SUPPLIED INFORMATION:
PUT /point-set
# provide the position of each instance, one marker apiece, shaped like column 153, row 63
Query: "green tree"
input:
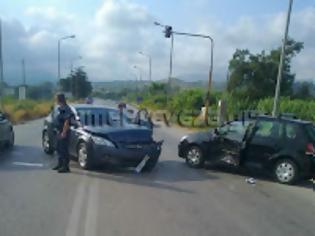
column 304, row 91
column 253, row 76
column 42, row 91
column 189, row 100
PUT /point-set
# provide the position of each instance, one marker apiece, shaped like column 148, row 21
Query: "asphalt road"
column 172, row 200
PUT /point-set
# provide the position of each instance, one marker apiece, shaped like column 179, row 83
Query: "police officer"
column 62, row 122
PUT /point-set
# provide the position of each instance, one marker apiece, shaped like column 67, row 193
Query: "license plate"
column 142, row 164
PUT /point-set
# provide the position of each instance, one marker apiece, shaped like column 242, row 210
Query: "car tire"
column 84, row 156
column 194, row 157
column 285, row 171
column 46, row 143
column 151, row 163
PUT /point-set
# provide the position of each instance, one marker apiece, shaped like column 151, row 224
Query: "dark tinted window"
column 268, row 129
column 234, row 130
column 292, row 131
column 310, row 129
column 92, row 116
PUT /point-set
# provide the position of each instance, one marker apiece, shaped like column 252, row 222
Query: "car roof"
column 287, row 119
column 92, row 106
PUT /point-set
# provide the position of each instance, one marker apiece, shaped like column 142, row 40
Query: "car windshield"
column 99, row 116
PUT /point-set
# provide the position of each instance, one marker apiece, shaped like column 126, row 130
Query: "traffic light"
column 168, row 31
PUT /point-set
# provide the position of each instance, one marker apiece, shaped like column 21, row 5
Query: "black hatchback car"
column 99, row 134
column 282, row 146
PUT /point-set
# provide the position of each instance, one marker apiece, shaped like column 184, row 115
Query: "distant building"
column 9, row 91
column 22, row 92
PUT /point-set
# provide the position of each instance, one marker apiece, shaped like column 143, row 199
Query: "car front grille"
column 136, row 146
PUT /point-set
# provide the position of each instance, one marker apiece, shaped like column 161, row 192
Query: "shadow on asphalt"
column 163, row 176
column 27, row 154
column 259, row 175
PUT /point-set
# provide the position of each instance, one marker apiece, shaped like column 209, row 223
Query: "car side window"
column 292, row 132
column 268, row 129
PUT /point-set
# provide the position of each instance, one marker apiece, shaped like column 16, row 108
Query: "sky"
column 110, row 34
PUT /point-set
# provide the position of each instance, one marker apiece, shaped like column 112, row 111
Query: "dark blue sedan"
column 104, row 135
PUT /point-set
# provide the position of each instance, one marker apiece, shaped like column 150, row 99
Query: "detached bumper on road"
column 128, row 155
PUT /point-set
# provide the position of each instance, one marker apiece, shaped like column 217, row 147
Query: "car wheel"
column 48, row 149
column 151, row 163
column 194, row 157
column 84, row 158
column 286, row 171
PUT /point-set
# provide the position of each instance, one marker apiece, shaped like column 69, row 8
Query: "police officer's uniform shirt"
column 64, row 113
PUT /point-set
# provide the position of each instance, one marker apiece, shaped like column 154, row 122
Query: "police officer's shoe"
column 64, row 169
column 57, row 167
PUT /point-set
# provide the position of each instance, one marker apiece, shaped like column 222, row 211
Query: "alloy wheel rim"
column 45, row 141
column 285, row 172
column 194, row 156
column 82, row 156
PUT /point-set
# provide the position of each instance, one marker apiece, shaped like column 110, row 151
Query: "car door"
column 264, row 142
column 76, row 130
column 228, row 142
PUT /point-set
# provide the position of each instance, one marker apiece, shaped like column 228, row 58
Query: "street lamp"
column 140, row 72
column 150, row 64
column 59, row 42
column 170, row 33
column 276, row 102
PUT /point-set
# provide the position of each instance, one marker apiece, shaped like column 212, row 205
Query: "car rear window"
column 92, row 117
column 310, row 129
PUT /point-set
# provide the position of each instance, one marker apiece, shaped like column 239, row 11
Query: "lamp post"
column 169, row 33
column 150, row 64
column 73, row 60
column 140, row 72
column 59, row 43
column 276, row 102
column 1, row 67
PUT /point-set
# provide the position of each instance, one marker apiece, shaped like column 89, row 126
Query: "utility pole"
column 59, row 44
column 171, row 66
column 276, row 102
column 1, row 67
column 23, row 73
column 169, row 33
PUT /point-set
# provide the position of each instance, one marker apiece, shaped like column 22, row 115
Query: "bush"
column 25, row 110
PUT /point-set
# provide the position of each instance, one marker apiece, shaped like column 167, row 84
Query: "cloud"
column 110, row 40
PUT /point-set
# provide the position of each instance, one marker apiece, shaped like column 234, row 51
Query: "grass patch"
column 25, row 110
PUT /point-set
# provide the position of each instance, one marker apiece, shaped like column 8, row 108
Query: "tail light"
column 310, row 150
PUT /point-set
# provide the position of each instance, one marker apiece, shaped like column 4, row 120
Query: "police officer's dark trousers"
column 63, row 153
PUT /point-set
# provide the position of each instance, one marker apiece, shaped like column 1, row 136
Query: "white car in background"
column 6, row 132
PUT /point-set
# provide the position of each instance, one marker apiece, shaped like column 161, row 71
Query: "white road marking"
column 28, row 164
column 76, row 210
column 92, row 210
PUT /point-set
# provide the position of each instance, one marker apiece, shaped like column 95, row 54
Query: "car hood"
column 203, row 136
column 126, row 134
* * *
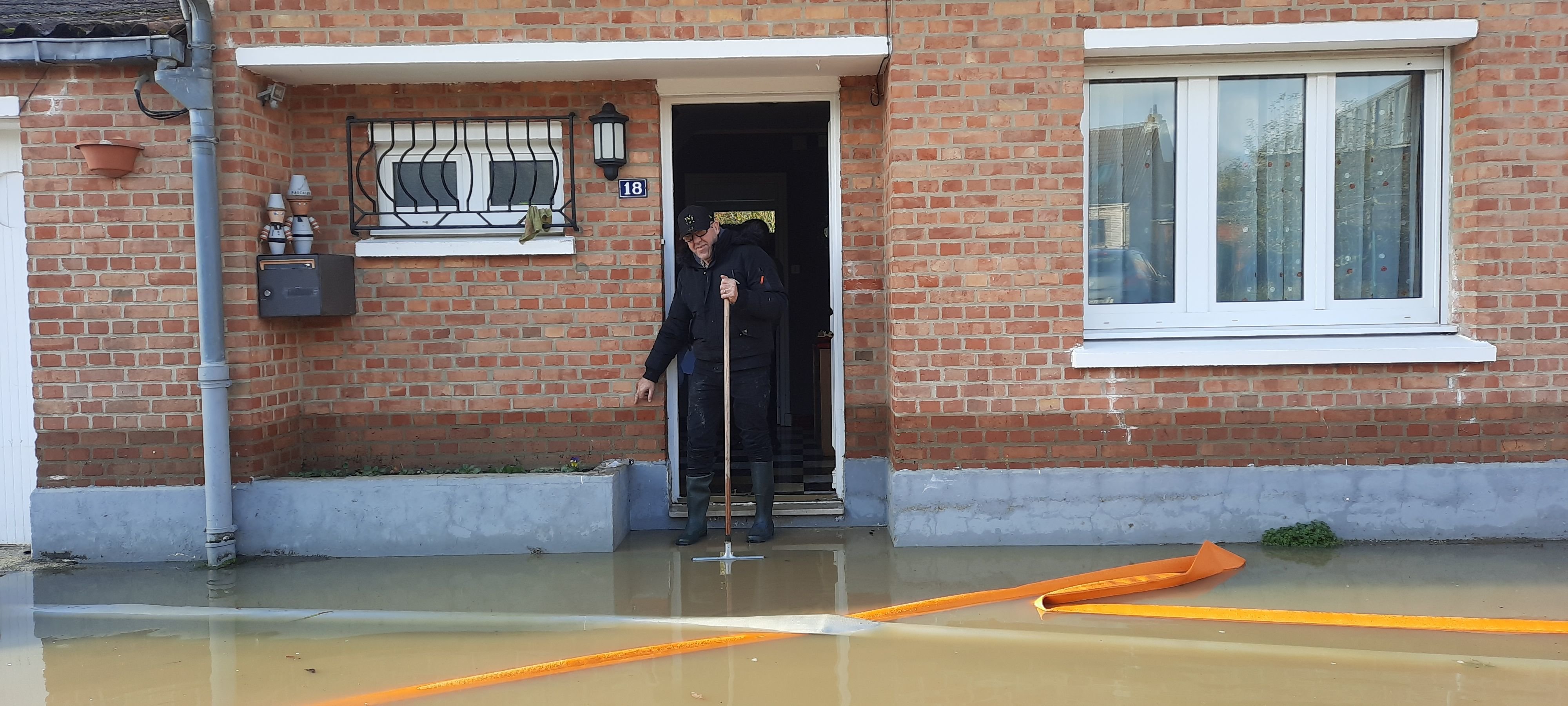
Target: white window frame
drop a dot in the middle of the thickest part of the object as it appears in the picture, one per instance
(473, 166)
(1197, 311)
* * *
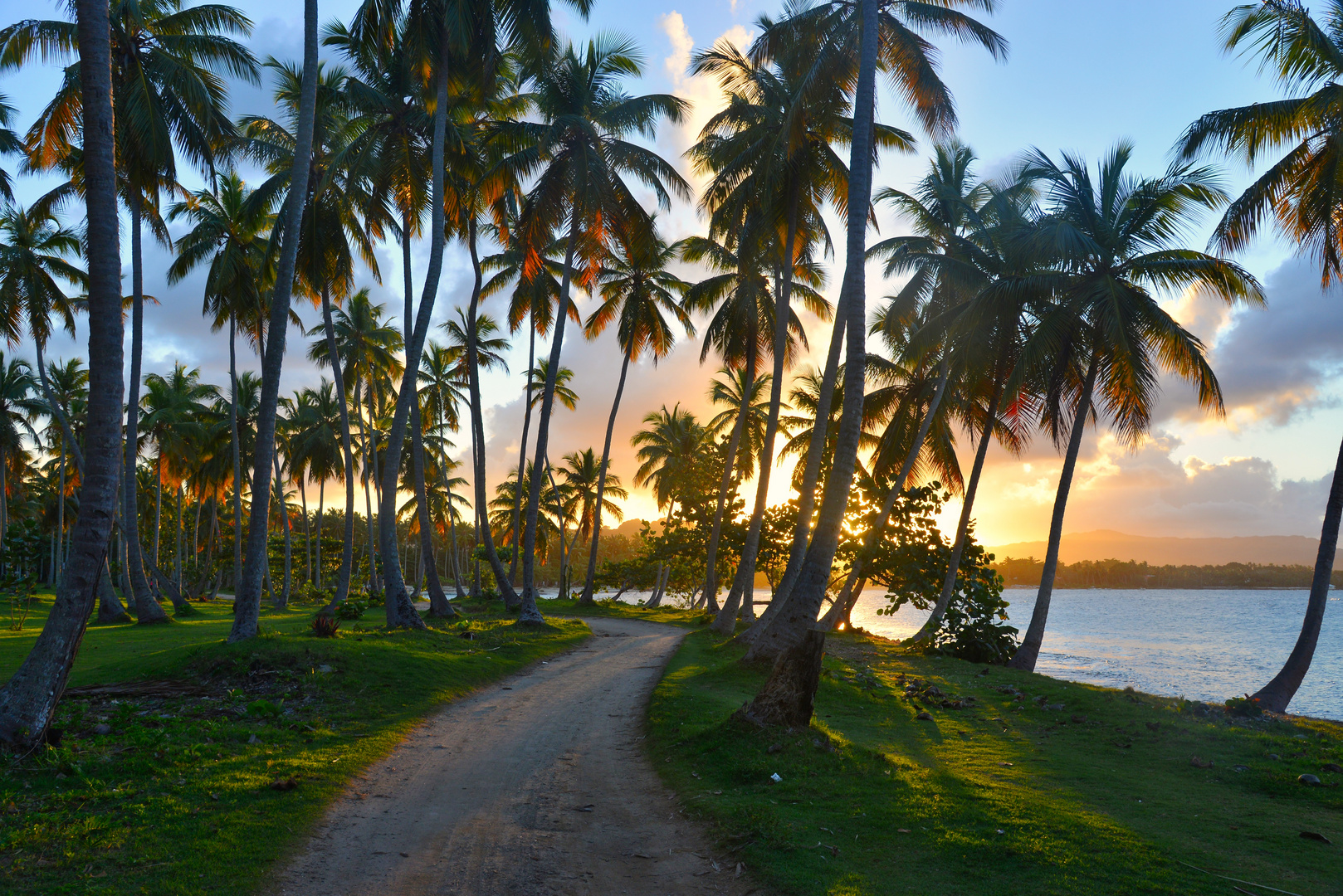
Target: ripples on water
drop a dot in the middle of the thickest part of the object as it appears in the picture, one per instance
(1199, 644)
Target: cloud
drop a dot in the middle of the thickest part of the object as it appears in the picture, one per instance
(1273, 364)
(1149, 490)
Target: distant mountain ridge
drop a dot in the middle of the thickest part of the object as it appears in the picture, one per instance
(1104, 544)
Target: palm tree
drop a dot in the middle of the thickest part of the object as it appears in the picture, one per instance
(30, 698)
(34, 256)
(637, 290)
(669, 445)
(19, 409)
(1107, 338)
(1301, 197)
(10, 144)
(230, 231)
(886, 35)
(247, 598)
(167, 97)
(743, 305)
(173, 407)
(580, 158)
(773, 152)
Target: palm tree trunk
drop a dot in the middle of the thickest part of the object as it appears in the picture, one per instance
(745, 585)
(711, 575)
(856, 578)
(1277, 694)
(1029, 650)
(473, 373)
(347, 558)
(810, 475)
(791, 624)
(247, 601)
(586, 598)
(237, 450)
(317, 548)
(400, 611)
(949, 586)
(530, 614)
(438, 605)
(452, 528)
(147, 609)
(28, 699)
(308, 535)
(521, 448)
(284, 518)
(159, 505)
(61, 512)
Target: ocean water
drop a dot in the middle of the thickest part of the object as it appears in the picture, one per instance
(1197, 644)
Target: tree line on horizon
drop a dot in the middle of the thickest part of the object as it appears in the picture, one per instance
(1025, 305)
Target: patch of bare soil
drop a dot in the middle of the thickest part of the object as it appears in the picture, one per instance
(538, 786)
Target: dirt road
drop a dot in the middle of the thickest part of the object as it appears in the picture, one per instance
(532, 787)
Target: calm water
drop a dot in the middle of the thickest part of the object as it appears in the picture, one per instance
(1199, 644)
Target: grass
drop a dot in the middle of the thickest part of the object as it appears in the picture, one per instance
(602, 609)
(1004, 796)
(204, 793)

DESCRIPTION OF THE TASK: Display each line in the entries above that contains the string "light", matching case exactly.

EXERCISE RESPONSE:
Query: "traffic light"
Query: "tail light"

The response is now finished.